**Task statement:** Your job is to reproduce all of the data exactly.

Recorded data
-=-=-=-=-

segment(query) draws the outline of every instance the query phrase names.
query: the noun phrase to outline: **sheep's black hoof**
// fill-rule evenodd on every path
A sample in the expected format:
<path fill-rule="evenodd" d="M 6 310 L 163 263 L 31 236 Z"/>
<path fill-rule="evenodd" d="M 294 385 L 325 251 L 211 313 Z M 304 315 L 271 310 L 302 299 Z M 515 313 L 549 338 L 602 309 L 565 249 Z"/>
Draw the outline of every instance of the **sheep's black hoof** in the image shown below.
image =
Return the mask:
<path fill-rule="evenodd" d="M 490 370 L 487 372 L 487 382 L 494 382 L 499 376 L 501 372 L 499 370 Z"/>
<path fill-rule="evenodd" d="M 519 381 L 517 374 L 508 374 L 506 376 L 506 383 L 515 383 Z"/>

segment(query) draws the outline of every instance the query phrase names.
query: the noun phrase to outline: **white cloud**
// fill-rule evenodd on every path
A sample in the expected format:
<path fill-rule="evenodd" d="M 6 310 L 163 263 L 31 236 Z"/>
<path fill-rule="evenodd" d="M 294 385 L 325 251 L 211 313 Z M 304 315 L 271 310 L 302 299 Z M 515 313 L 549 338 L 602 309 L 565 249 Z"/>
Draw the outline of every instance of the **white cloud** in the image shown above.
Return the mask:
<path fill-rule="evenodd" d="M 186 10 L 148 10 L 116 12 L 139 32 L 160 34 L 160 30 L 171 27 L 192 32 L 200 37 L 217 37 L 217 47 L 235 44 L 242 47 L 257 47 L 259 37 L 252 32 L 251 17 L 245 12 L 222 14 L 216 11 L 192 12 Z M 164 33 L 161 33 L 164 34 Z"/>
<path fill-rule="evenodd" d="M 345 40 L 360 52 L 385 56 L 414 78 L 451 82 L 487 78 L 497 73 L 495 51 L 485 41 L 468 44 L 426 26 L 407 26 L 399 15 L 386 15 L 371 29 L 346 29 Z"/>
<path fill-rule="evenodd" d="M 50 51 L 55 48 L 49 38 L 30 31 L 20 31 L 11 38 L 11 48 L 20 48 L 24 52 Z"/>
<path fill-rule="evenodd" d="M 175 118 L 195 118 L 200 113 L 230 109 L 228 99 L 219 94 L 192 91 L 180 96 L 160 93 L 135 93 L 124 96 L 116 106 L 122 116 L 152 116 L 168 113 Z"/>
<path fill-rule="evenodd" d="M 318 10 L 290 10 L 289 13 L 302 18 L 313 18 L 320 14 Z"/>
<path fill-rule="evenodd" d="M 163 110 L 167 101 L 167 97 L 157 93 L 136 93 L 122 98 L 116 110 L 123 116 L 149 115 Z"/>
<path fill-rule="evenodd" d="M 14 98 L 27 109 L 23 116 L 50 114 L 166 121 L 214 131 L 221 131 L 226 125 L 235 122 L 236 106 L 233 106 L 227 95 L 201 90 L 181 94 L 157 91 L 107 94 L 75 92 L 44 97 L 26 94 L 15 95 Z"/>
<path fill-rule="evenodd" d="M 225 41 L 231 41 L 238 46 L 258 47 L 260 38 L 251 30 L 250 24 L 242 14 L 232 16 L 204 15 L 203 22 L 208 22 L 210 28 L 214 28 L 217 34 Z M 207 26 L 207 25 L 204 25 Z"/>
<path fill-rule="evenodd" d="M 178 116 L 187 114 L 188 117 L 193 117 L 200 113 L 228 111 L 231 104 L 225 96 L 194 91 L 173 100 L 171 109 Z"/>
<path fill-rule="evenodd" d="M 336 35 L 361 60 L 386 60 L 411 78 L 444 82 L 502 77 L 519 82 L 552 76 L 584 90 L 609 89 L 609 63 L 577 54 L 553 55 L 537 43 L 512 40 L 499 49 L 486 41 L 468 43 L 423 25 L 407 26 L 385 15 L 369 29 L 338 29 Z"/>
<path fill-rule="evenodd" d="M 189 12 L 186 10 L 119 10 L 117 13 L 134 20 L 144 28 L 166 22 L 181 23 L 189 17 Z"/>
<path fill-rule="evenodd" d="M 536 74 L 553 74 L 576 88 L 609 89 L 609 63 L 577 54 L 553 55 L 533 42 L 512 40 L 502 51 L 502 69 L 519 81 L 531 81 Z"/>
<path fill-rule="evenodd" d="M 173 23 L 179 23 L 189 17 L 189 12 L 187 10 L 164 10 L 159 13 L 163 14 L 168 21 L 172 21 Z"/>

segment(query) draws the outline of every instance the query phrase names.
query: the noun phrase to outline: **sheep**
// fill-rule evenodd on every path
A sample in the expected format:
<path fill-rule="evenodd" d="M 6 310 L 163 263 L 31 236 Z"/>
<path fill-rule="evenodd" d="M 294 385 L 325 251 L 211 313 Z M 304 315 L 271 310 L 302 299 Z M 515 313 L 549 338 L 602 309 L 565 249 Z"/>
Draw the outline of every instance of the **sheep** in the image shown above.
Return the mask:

-=-=-=-=-

**Answer to this exercise:**
segment(query) draws the outline of every instance the query phrase names.
query: the noun phrase to outline: **sheep's black hoof**
// fill-rule evenodd on every path
A sample in the expected format:
<path fill-rule="evenodd" d="M 6 310 L 163 263 L 31 236 Z"/>
<path fill-rule="evenodd" d="M 294 385 L 325 251 L 211 313 Z M 304 315 L 271 310 L 302 299 Z M 515 313 L 549 338 L 602 309 L 565 249 Z"/>
Draw the outline of every instance of the **sheep's black hoof** in the image shown below.
image =
Return the mask:
<path fill-rule="evenodd" d="M 490 370 L 487 372 L 487 382 L 494 382 L 499 376 L 501 372 L 499 370 Z"/>
<path fill-rule="evenodd" d="M 519 381 L 517 374 L 508 374 L 506 376 L 506 383 L 515 383 Z"/>

segment(query) draws the outline of every instance the query phrase names.
query: the noun phrase to outline: **white cloud**
// fill-rule evenodd on every path
A sample in the expected format:
<path fill-rule="evenodd" d="M 6 310 L 163 263 L 31 236 Z"/>
<path fill-rule="evenodd" d="M 294 385 L 325 251 L 211 313 Z M 304 315 L 271 310 L 302 299 Z M 515 313 L 549 338 L 602 309 L 565 249 Z"/>
Draw the outline of every instance of the **white cloud** in the image shown above.
Return the mask:
<path fill-rule="evenodd" d="M 186 10 L 148 10 L 116 12 L 139 32 L 160 34 L 160 30 L 171 27 L 192 32 L 200 37 L 217 37 L 217 47 L 235 44 L 242 47 L 257 47 L 259 37 L 252 32 L 251 17 L 245 12 L 222 14 L 216 11 L 192 12 Z M 164 33 L 161 33 L 164 34 Z"/>
<path fill-rule="evenodd" d="M 345 40 L 360 52 L 385 56 L 414 78 L 451 82 L 487 78 L 497 73 L 495 51 L 485 41 L 468 44 L 426 26 L 407 26 L 399 15 L 386 15 L 371 29 L 346 29 Z"/>
<path fill-rule="evenodd" d="M 50 51 L 55 48 L 49 38 L 30 31 L 20 31 L 11 38 L 11 48 L 20 48 L 24 52 Z"/>
<path fill-rule="evenodd" d="M 175 118 L 195 118 L 200 113 L 230 109 L 228 99 L 219 94 L 192 91 L 180 96 L 160 93 L 135 93 L 124 96 L 116 106 L 122 116 L 152 116 L 168 113 Z"/>
<path fill-rule="evenodd" d="M 318 10 L 290 10 L 289 13 L 302 18 L 313 18 L 320 14 Z"/>
<path fill-rule="evenodd" d="M 163 110 L 167 101 L 167 97 L 157 93 L 136 93 L 122 98 L 116 110 L 123 116 L 149 115 Z"/>
<path fill-rule="evenodd" d="M 14 98 L 27 109 L 23 116 L 50 114 L 166 121 L 214 131 L 221 131 L 226 125 L 235 122 L 236 106 L 233 106 L 227 95 L 201 90 L 181 94 L 157 91 L 107 94 L 75 92 L 44 97 L 26 94 L 15 95 Z"/>
<path fill-rule="evenodd" d="M 225 41 L 231 41 L 238 46 L 258 47 L 260 38 L 251 30 L 250 24 L 242 14 L 232 16 L 204 15 L 203 22 L 208 22 L 210 28 L 214 28 L 217 34 Z M 207 26 L 207 25 L 204 25 Z"/>
<path fill-rule="evenodd" d="M 178 116 L 187 114 L 188 117 L 193 117 L 200 113 L 228 111 L 231 104 L 225 96 L 194 91 L 173 100 L 171 109 Z"/>
<path fill-rule="evenodd" d="M 336 35 L 361 60 L 386 60 L 411 78 L 444 82 L 502 77 L 519 82 L 552 76 L 584 90 L 609 89 L 609 63 L 577 54 L 553 55 L 537 43 L 512 40 L 499 49 L 486 41 L 468 43 L 423 25 L 407 26 L 385 15 L 369 29 L 338 29 Z"/>
<path fill-rule="evenodd" d="M 189 12 L 186 10 L 119 10 L 117 13 L 134 20 L 144 28 L 166 22 L 181 23 L 189 17 Z"/>
<path fill-rule="evenodd" d="M 536 74 L 553 74 L 576 88 L 609 89 L 609 63 L 577 54 L 553 55 L 533 42 L 512 40 L 502 51 L 502 69 L 519 81 L 531 81 Z"/>
<path fill-rule="evenodd" d="M 173 23 L 179 23 L 189 17 L 189 12 L 187 10 L 164 10 L 159 13 L 163 14 L 168 21 L 172 21 Z"/>

segment(query) draws the outline of every instance the query phrase names.
query: the noun phrase to outline: **sheep**
// fill-rule evenodd on every path
A sample in the expected format:
<path fill-rule="evenodd" d="M 6 310 L 163 263 L 31 236 Z"/>
<path fill-rule="evenodd" d="M 294 385 L 325 251 L 211 313 Z M 304 315 L 271 310 L 302 299 Z M 515 313 L 549 338 L 602 309 L 565 249 Z"/>
Draw the outline of every instance of the **sheep** in the image shown above.
Return the mask:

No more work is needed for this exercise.